WHAT YOU WILL DO
[1] Using the text about equine therapist Sarah Linton, decide whether each statement below agrees with it. For each, answer yes or no and quote the words of the text that decide it. (a) The World Equestrian Games take place every two years. (b) Kristin Baylis of Snapfire Designs designed Sarah Linton's website. (c) Sarah Linton's father taught at a riding school.
[2] Carry on the text about equine therapist Sarah Linton from its last sentence.

SOURCE EXTRACT
........

In exciting news, Sarah has been asked to join the New Zealand Endurance as Team Therapist at the 2014 World Equestrian Games in France.
Sarah was asked by High Performance NZ to join the team at WEG this year as Team Therapist.
The World Equestrian Games are held every four years and include eight of the FEI's ten disciplines: endurance riding, combined driving, dressage, eventing, paraequestrianism, reining, show jumping and vaulting.
This year the Games are being held in France. We wish the NZ Endurance Team the best of luck - with Sarah working on your horses, they stand the very best of chances.
Equinology Newsletter March, Spring Issue 2012
I recently viewed a former graduate and accomplished Equine Body Worker's website. After viewing it, I felt it needed acknowledgement for a job extremely well done. Not only is it supported by beautiful photographs, it offers sound advice and education to the viewer.
Visit Sarah Linton's site at: www.sarahlinton.com and you will see why she receives the Equinology/Caninology Website Appreciation Award for 2012. The site designer is Kristin Baylis of Snapfire Designs.
Sarah will receive a certificate acknowledging her site as well as a $300USD tuition certificate to use towards any Equinology course in USA, NZ or AUS. Nice work Sarah!
Manawatu Standard, 03/02/2012
Equine therapist Sarah Linton has had a lifelong connection with horses, starting in the United Kingdom where her father managed a horse stud and her mother taught at a riding school.
"I think they had a pony ready for me before I was even born," said Sarah.

........

EXTRACTED MATERIAL
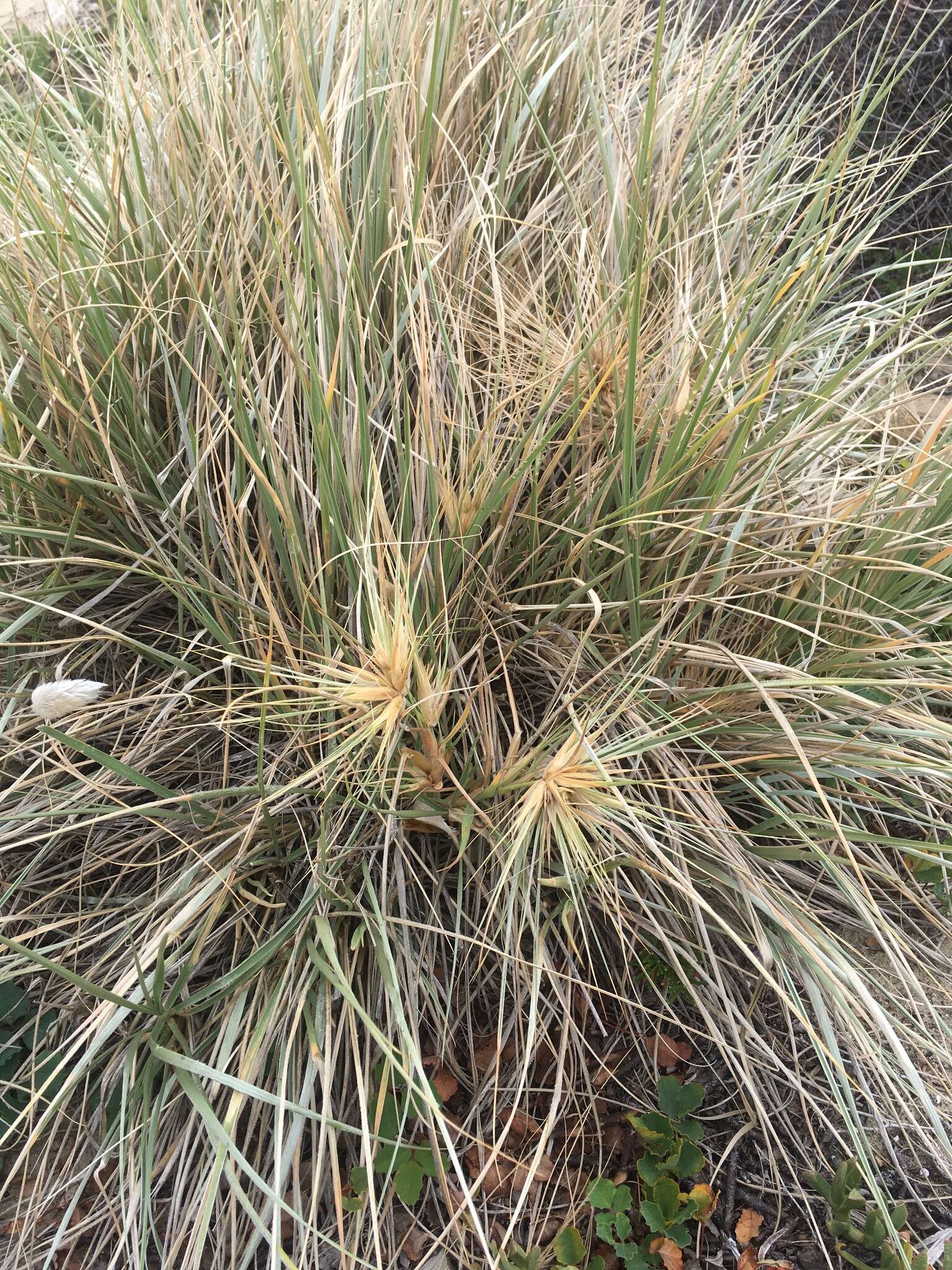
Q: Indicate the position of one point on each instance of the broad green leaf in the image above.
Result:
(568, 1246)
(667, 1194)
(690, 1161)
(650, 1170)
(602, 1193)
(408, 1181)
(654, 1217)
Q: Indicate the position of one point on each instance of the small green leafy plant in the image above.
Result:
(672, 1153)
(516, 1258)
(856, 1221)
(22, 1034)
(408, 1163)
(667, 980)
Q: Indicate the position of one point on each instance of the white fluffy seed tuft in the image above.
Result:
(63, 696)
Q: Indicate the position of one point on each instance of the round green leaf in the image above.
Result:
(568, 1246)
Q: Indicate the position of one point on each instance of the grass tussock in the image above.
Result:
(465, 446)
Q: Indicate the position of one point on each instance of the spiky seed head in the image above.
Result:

........

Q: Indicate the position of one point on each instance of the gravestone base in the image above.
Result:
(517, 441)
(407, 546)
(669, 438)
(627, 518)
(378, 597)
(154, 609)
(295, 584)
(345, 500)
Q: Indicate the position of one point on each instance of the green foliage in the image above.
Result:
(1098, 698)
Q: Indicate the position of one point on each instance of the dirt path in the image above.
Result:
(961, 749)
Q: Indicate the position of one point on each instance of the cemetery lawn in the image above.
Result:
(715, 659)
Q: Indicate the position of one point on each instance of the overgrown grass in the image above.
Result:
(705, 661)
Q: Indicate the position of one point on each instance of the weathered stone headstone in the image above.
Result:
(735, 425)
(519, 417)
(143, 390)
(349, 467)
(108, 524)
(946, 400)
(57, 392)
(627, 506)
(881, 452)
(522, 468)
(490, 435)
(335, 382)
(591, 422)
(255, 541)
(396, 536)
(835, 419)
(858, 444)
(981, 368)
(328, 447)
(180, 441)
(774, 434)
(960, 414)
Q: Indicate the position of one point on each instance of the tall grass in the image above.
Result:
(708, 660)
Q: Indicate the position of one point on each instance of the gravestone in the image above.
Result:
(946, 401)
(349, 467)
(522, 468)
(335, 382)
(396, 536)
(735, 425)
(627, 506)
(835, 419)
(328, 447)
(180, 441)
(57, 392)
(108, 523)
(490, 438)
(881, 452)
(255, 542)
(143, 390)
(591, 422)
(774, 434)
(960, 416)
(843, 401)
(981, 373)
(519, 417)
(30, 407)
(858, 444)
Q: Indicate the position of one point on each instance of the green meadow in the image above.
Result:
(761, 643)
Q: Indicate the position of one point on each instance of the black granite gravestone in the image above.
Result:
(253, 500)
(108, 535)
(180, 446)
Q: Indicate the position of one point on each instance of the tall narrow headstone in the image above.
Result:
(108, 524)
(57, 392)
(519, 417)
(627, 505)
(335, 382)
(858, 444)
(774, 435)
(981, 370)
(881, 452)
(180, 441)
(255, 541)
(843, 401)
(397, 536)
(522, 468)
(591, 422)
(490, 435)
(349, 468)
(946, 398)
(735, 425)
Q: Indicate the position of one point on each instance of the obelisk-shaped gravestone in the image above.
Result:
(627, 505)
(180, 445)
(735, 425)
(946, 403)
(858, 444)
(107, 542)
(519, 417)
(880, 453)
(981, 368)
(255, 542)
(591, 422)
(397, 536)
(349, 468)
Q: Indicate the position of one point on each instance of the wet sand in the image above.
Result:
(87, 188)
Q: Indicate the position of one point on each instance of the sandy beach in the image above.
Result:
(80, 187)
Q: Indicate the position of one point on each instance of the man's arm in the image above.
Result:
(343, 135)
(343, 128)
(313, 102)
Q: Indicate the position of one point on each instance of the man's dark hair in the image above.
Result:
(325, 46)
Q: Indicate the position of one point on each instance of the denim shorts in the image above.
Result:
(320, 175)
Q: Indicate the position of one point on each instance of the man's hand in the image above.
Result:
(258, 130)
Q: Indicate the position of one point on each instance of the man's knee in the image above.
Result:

........

EXPECTED RESPONSES
[1]
(a) No: "The World Equestrian Games are held every four years"
(b) Yes: "The site designer is Kristin Baylis of Snapfire Designs."
(c) No: "her father managed a horse stud and her mother taught at a riding school"

[2]
"There are photos of me as a baby sitting on it and then later mum used to lead me off another horse while I hung on."
When the family moved to New Zealand, Sarah went to pony club and competed in showjumping and eventing.
She also rode track work, riding several racehorses a day for her father who held an owner-trainer licence.
"I then went off to work in horse studs in the Waikato where I did yearling preparation, handled and looked after the stallions, helped break in young horses and exercise them," said Sarah.
She then travelled to the United Kingdom to work in hunting and eventing stables.
With a background in natural therapies and training in human massage, Sarah moved on to equine therapies.
"I played around on Dad's horses in the UK when I was living there, with some good results and then it just kind of went from there."
On her return to New Zealand, Sarah began training in equine therapies, completing a number of equine courses here and Equinology courses in Australia.
Equinology is the largest company in the world offering various courses relating to horses and dogs. Sarah is now also an Equinology course co-ordinator in New Zealand and courses taught by Equinology CEO Deb Pattillo are regularly held at the Feilding Riding for the Disabled (RDA) venue.
"The Feilding RDA is an excellent venue as we can also use the RDA ponies which are so quiet for students to learn on," said Sarah.
From her 40 hectare Mangatainoka property, which she farms with her partner Dave, Sarah travels to clients offering a range of equine therapies and saddle fitting.
"I believe the more tools you have up your sleeve the better," said Sarah.
"So by offering a range of therapies, I have more options on how to deal with different problems that may arise."
Sarah said when she was assessing a horse she didn't charge extra for different therapies unless the customer was buying remedies.
"It's all included in the one price."
When first visiting a client, Sarah takes full case details of each horse.
"This is very detailed and asks about the background of the horse, if the horse is under vet treatment and what for.
"I like to get the owners to get permission from their vet if under medical treatment."
Sarah said her work did not replace veterinary treatment and she liked to work with vets wherever possible.
"I refer many cases to vets before I have even seen them if I suspect clients should be seeing their vet first."
During a phone consultation owners inform Sarah of problems they have been experiencing with their horses.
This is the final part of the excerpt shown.